### Fragmento seleccionado
- - - -
Ser antifascista es un deber

Todo parece tan loco que la tentación es no hacer caso, ignorarlos, no seguirles el juego. Pero el fascismo ha avanzado siempre así, ante la incredulidad de la gente, ante la perplejidad, ante la inacción

Ser antifascista es un deber
 Ruth Toledano

Con la mirada aviesa, el bíceps tenso y la voz legionaria, Santiago Abascal subió al estrado del Congreso de los Diputados a proclamar infamias. Con la espuria legitimidad de la que le dotan sus escaños, con la inmerecida impunidad que le reportan. Abascal subió al estrado y, entre otras palabras como proyectiles, escupió: "Gritar 'viva el 8M' es como gritar viva la enfermedad y viva la muerte". Abascal se lo escupió a Pedro Sánchez, pero iba dirigido al feminismo y salpicó a los afectados por COVID-19. Infamia sobre infamia sobre infamia. Y una burla a la totalidad: Abascal y los suyos no consideran el Congreso un espacio respetable, por cuanto aloja a quienes ejercen el poder de organizar y legislar la vida social. Abascal y los suyos (incluida Cayetana Álvarez de Toledo) van a la Carrera de San Jerónimo de Madrid a subir tanto el tono con sus intervenciones que todo lo demás quede acallado, a calentar la pólvora de las palabras como quien activa un silenciador. Su único objetivo parlamentario es dinamitar el legítimo Gobierno, cargárselo, tumbarlo, reventarlo. Es espurio su mandato democrático porque está utilizando contra la propia democracia los mecanismos que ésta le concede.
- - - -
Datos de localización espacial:
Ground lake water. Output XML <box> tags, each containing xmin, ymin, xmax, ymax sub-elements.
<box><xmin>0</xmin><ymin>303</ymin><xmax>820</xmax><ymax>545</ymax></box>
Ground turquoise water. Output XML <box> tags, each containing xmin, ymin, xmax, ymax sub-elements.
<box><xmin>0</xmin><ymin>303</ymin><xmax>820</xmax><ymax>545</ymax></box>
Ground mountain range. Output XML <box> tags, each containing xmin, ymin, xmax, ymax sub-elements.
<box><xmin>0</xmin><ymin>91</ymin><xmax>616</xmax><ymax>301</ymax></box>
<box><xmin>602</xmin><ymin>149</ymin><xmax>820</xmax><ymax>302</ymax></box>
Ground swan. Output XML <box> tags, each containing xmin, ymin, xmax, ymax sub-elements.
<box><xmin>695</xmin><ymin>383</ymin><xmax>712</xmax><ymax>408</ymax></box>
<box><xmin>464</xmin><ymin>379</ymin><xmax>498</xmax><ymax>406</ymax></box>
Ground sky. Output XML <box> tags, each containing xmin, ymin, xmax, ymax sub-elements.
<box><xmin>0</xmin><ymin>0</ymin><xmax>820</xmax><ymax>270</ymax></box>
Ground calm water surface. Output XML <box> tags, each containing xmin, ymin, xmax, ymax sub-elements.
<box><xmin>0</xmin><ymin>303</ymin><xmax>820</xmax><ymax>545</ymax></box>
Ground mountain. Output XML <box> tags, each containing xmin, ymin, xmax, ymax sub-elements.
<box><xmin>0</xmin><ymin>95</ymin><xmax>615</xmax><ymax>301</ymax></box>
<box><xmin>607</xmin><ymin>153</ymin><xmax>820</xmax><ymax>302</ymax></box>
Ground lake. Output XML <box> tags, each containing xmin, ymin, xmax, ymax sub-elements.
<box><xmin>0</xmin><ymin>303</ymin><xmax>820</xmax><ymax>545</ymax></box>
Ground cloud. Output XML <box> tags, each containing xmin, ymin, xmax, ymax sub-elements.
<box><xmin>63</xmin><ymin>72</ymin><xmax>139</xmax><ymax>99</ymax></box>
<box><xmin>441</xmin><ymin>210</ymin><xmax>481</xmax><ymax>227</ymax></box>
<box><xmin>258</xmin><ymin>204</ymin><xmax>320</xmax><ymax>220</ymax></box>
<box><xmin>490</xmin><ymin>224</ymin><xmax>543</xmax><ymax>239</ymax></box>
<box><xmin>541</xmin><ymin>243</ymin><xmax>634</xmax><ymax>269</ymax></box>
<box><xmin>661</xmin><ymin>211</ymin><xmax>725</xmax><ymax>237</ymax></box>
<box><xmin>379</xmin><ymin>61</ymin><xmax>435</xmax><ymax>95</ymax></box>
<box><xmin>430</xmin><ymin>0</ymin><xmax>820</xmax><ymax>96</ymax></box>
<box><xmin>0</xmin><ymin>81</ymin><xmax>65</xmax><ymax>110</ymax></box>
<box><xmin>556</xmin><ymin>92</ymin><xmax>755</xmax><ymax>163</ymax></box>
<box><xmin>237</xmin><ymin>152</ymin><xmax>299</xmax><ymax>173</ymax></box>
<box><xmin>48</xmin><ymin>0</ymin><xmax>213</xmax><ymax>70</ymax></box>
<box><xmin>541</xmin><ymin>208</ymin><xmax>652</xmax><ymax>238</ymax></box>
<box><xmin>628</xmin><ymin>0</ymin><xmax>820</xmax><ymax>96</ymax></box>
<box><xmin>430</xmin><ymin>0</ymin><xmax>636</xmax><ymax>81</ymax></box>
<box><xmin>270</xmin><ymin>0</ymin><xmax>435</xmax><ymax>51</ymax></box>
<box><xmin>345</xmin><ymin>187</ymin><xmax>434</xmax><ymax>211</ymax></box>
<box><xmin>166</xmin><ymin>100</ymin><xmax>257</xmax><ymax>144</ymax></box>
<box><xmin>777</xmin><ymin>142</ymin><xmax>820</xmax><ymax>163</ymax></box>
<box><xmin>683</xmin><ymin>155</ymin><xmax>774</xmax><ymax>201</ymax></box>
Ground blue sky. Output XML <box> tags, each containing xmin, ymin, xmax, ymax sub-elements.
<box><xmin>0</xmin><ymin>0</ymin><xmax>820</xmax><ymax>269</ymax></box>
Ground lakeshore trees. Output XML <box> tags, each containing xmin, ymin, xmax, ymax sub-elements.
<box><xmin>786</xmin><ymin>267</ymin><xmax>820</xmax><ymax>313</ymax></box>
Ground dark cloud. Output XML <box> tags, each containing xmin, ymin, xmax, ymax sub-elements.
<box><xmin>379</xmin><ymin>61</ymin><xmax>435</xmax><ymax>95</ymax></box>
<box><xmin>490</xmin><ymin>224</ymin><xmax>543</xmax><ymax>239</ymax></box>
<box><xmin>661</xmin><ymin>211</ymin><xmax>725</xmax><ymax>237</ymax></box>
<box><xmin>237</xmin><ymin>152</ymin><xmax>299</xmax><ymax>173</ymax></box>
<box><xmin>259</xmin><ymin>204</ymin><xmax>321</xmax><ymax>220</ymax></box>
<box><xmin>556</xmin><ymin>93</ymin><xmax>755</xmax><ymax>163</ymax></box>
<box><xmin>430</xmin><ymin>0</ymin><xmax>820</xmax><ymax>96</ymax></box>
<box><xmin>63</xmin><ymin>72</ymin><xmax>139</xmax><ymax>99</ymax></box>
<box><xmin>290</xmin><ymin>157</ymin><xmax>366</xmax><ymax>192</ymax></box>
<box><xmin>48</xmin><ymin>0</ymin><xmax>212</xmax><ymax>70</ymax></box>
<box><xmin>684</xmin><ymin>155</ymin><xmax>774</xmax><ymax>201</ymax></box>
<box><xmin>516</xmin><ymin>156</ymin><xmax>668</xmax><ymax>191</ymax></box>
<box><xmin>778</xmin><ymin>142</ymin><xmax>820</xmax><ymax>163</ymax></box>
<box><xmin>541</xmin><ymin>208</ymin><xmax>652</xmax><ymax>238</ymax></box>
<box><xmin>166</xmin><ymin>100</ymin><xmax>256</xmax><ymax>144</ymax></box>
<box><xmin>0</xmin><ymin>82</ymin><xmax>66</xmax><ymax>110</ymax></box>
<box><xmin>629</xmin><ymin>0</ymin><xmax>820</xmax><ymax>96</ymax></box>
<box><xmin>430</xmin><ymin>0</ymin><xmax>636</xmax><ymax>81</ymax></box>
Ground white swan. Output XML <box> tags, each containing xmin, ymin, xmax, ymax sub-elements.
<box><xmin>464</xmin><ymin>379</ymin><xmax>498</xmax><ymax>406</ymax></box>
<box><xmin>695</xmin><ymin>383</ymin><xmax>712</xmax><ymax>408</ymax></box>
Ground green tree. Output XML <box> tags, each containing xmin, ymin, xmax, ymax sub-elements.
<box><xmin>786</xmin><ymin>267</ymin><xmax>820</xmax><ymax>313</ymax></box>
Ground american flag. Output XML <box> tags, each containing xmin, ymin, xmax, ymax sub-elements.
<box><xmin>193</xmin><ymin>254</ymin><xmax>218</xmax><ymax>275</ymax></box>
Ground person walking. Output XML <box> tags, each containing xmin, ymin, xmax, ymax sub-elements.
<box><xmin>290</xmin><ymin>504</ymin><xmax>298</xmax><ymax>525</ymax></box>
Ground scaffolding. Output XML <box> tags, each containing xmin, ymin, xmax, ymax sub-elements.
- - - -
### Tu objetivo
En el fragmento seleccionado, enumera los verbos que, tras "Su único objetivo parlamentario es", expresan lo que se pretende hacer con el legítimo Gobierno.

### Respuesta
Dinamitar, cargárselo, tumbarlo y reventarlo.